▶ **Dataset records**:

* * *

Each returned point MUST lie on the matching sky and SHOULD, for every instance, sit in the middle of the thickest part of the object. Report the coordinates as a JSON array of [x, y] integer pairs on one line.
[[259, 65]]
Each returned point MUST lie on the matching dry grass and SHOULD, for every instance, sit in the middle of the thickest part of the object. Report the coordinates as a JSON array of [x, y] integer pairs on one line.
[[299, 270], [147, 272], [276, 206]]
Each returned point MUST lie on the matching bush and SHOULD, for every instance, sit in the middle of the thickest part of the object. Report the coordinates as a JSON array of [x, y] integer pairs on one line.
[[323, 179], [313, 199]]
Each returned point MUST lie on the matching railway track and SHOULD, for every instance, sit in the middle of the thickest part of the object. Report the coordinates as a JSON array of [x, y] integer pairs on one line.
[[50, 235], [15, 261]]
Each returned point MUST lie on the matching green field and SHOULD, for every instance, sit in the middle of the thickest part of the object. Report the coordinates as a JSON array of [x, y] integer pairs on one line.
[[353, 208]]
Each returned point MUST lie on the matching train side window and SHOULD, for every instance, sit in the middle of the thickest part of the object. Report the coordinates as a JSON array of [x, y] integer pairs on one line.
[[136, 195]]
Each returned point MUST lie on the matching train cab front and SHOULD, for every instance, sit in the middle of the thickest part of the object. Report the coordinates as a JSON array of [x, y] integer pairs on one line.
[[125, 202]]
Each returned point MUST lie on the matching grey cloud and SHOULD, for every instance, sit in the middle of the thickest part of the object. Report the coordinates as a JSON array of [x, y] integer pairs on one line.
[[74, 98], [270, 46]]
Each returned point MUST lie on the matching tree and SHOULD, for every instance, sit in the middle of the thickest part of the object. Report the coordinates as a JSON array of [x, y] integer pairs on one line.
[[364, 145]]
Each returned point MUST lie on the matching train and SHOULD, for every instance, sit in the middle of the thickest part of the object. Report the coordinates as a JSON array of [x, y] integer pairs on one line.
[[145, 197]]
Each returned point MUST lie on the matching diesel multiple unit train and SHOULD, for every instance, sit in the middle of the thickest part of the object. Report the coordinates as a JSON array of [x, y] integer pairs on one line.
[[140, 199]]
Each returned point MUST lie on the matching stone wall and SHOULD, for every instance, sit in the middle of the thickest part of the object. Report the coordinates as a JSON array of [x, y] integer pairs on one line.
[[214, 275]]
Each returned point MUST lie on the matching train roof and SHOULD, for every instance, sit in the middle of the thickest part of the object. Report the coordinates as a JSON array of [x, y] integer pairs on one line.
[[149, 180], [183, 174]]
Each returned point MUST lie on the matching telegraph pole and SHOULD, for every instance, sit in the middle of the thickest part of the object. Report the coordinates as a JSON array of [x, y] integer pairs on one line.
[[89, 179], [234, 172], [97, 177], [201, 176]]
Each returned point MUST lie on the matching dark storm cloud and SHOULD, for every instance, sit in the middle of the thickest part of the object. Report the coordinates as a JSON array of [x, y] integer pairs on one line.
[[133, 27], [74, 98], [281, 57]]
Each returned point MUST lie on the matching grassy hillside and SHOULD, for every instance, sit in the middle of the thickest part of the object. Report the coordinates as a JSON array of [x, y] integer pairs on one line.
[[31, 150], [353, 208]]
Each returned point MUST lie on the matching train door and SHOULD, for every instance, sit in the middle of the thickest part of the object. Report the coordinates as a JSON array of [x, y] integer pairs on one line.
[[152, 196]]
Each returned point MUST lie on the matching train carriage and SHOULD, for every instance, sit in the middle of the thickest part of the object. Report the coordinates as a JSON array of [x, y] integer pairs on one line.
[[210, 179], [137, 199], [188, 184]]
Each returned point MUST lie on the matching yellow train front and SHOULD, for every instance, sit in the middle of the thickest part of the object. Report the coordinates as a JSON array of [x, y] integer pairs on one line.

* * *

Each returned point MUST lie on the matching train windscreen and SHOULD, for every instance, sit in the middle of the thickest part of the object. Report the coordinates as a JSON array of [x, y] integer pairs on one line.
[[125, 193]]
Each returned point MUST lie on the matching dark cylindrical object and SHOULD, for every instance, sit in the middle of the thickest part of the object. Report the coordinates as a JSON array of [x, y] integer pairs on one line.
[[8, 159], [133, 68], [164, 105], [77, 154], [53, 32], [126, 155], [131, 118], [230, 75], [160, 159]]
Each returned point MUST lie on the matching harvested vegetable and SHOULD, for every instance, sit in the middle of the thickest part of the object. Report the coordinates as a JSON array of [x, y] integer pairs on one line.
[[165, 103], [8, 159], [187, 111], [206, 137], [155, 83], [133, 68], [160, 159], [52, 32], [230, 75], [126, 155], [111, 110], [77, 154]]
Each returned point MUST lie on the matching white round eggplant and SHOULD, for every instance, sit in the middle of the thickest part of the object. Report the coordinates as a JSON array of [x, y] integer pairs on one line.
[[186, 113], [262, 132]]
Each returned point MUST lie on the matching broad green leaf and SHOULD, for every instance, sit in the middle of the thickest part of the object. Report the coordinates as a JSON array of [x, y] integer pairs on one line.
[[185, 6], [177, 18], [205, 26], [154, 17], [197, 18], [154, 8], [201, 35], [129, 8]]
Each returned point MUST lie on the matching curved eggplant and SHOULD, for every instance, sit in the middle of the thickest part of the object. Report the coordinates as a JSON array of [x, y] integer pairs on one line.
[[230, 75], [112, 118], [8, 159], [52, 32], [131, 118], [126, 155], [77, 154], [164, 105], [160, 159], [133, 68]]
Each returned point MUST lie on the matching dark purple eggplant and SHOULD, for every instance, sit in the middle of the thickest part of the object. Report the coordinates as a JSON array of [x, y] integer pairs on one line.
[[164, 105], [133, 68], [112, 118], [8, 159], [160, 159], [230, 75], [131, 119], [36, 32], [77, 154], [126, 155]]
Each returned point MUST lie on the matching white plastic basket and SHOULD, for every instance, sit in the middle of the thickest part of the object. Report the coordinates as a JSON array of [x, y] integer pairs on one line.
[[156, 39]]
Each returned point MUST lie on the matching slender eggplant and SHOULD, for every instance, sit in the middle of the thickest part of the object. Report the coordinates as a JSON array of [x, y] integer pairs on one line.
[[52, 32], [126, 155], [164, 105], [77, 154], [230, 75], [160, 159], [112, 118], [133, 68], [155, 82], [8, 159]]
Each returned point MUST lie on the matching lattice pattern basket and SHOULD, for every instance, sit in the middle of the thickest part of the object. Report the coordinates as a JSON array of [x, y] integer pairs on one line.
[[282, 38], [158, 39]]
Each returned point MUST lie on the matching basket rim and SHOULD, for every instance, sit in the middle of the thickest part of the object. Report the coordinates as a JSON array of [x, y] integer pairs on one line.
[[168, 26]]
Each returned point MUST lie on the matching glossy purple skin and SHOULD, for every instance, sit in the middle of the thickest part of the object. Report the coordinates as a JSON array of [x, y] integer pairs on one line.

* * *

▶ **DESCRIPTION OF THE TASK**:
Pick out each line of the material above that contains the string "dark", matching case, and copy those lines in full.

▶ **RESPONSE TO THE EXERCISE**:
Each returned point MUST lie on the matching dark storm cloud and SHOULD, for every instance, sit in the middle of the thickest part of the object. Report the coordinates as a JSON array of [x, y] integer pairs on one line.
Each returned point MUST lie on the matching dark cylindrical object and SHOULD, for every instance, sit in the middle of the thickest part of the object. Report the coordinates as a JSON array of [x, y] integer pairs on one line.
Each returned point MUST lie on the matching dark purple eggplant and SHOULD, for every instance, sit in the middle of the thickest part of the object. Report the coordinates as a JSON array of [x, y] integer pairs on one line.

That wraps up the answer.